* [EXERCISE DESCRIPTION]
Will you output the entries below exactly, skipping every image they contain?
# start of PROVIDED DATA
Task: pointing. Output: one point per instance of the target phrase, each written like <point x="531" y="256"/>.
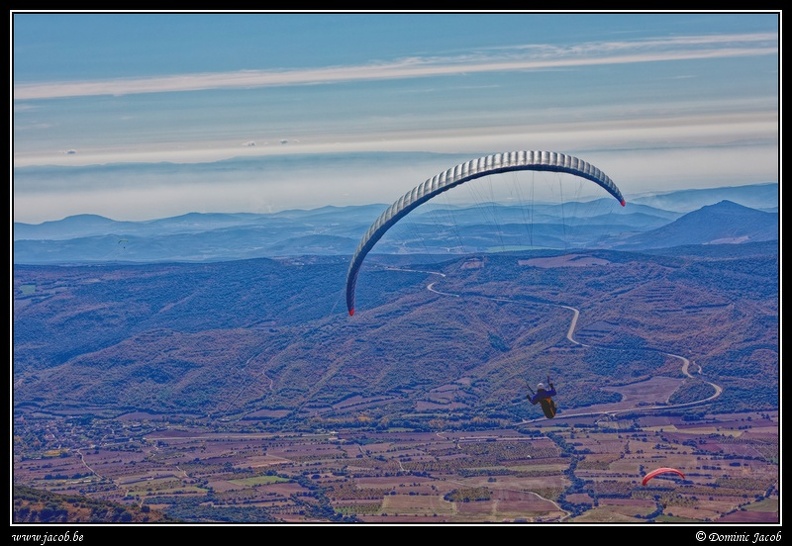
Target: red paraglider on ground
<point x="659" y="471"/>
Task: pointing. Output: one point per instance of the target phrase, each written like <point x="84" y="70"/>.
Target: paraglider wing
<point x="464" y="172"/>
<point x="664" y="470"/>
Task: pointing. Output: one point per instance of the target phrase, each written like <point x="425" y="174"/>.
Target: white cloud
<point x="520" y="58"/>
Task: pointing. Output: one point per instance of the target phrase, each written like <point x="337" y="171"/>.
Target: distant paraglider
<point x="659" y="471"/>
<point x="464" y="172"/>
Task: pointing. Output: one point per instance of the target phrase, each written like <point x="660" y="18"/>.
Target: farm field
<point x="575" y="470"/>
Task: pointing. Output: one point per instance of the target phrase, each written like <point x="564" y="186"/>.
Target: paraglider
<point x="659" y="471"/>
<point x="464" y="172"/>
<point x="544" y="397"/>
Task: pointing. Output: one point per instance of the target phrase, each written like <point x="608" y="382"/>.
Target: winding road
<point x="570" y="336"/>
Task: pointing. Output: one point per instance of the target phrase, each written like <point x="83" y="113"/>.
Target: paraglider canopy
<point x="659" y="471"/>
<point x="464" y="172"/>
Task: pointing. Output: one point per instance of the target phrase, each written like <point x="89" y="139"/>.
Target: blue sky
<point x="139" y="116"/>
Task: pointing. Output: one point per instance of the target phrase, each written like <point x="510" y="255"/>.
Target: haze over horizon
<point x="138" y="116"/>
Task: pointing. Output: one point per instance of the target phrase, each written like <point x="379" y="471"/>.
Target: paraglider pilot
<point x="544" y="396"/>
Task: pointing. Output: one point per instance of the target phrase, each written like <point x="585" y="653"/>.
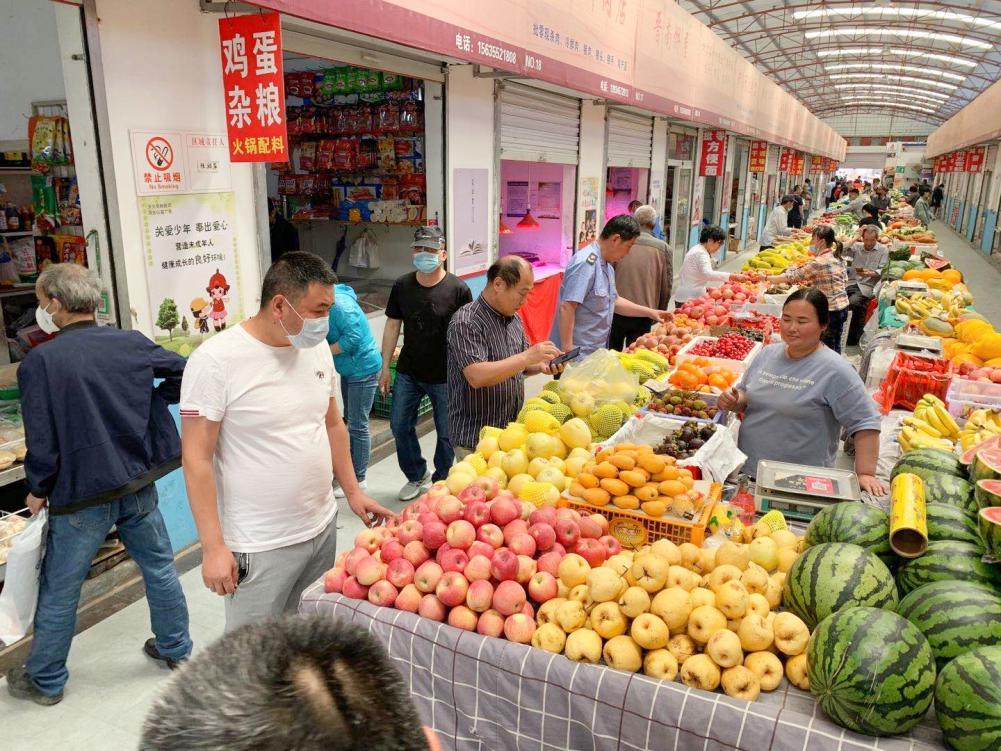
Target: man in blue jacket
<point x="357" y="360"/>
<point x="98" y="436"/>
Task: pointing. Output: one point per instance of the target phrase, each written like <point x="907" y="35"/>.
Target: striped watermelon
<point x="990" y="530"/>
<point x="871" y="671"/>
<point x="987" y="465"/>
<point x="968" y="700"/>
<point x="955" y="617"/>
<point x="988" y="493"/>
<point x="851" y="522"/>
<point x="831" y="576"/>
<point x="947" y="560"/>
<point x="926" y="463"/>
<point x="945" y="489"/>
<point x="950" y="523"/>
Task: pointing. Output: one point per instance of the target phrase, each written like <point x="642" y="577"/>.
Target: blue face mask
<point x="313" y="331"/>
<point x="426" y="261"/>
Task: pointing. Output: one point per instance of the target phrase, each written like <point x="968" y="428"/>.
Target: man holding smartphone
<point x="488" y="355"/>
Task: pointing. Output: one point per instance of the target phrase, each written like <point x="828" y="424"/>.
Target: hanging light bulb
<point x="528" y="221"/>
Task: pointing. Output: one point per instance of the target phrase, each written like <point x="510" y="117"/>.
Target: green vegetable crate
<point x="382" y="407"/>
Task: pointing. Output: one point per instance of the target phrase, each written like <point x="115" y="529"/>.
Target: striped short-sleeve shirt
<point x="478" y="333"/>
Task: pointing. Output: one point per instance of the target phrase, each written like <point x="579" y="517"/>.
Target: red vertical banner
<point x="974" y="160"/>
<point x="253" y="86"/>
<point x="714" y="153"/>
<point x="784" y="160"/>
<point x="759" y="156"/>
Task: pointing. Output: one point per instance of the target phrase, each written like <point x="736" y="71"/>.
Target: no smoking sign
# end of PROVIDED DATA
* [RESPONSE BELOW]
Task: pointing. Output: one point per instance of the target phrase, each written like <point x="531" y="256"/>.
Target: red paraglider on ground
<point x="659" y="471"/>
Task: pointing. Output: one point per instance of the target phrase, each written like <point x="84" y="70"/>.
Target: paraglider wing
<point x="464" y="172"/>
<point x="664" y="470"/>
Task: pointing. Output: one point per instance of the target phrase, each written like <point x="425" y="174"/>.
Target: white cloud
<point x="520" y="58"/>
Task: pointing. Output: one point per instance of the target phrase, each written like <point x="337" y="171"/>.
Target: distant paraglider
<point x="659" y="471"/>
<point x="464" y="172"/>
Task: pointing. Output: one point per instance of the target phrase, each written like <point x="660" y="18"/>.
Target: farm field
<point x="575" y="470"/>
Task: pointing. Output: one point per instance of the target phrase, each written like <point x="564" y="186"/>.
Target: paraglider
<point x="659" y="471"/>
<point x="464" y="172"/>
<point x="544" y="397"/>
Task: pointing. Output: one point per instance of the target phrase, each written like <point x="608" y="382"/>.
Target: winding road
<point x="570" y="336"/>
Task: pointing. Output: one point per instance of the target phrase, each written like <point x="83" y="113"/>.
Target: paraglider canopy
<point x="659" y="471"/>
<point x="464" y="172"/>
Task: pointing. Output: one point per instance of the target phrase, each written like <point x="89" y="139"/>.
Target: blue sky
<point x="139" y="116"/>
Task: pointing. Output: one point per instance of the target phrase, each written like <point x="510" y="255"/>.
Target: haze over horizon
<point x="138" y="116"/>
Task: pointing. Output: one point per instance of the target phrase, each written like <point x="379" y="471"/>.
Target: paraglider pilot
<point x="544" y="396"/>
Task: pointing. Output: one point per instance of the target phrase, each written like <point x="585" y="653"/>.
Target: man in blue jacket
<point x="357" y="360"/>
<point x="98" y="436"/>
Task: pointing. Output: one point per instance of the target phrase, each written like <point x="907" y="35"/>.
Target: striped watermelon
<point x="990" y="530"/>
<point x="871" y="671"/>
<point x="987" y="465"/>
<point x="968" y="700"/>
<point x="955" y="617"/>
<point x="988" y="493"/>
<point x="851" y="522"/>
<point x="831" y="576"/>
<point x="947" y="560"/>
<point x="926" y="463"/>
<point x="945" y="489"/>
<point x="950" y="523"/>
Task: pointing. Output: one point per instance of the target phrase, each written like <point x="642" y="577"/>.
Target: blue face mask
<point x="313" y="331"/>
<point x="426" y="261"/>
Task: pointing. Output: one point per instance of the target phrase, each written like <point x="968" y="428"/>.
Target: man holding smartphone
<point x="488" y="355"/>
Task: pointing. Output: one point per instance of the target phrase, each written like <point x="828" y="424"/>.
Target: hanging light bulb
<point x="528" y="221"/>
Task: pointing. Output: one point per instance of the target phrase, each written like <point x="510" y="117"/>.
Target: green vegetable crate
<point x="382" y="407"/>
Task: pointing. Output: one point per instance of the target phrase, each written like <point x="115" y="529"/>.
Target: striped short-sleeve shirt
<point x="478" y="333"/>
Task: pointing. Output: one point per instance of the target phrase, each written like <point x="579" y="517"/>.
Target: red vertical banner
<point x="974" y="160"/>
<point x="253" y="86"/>
<point x="714" y="153"/>
<point x="784" y="160"/>
<point x="759" y="156"/>
Task: pointing. Output: one point per instance of the target phrase, each written like <point x="736" y="71"/>.
Target: no smoking sign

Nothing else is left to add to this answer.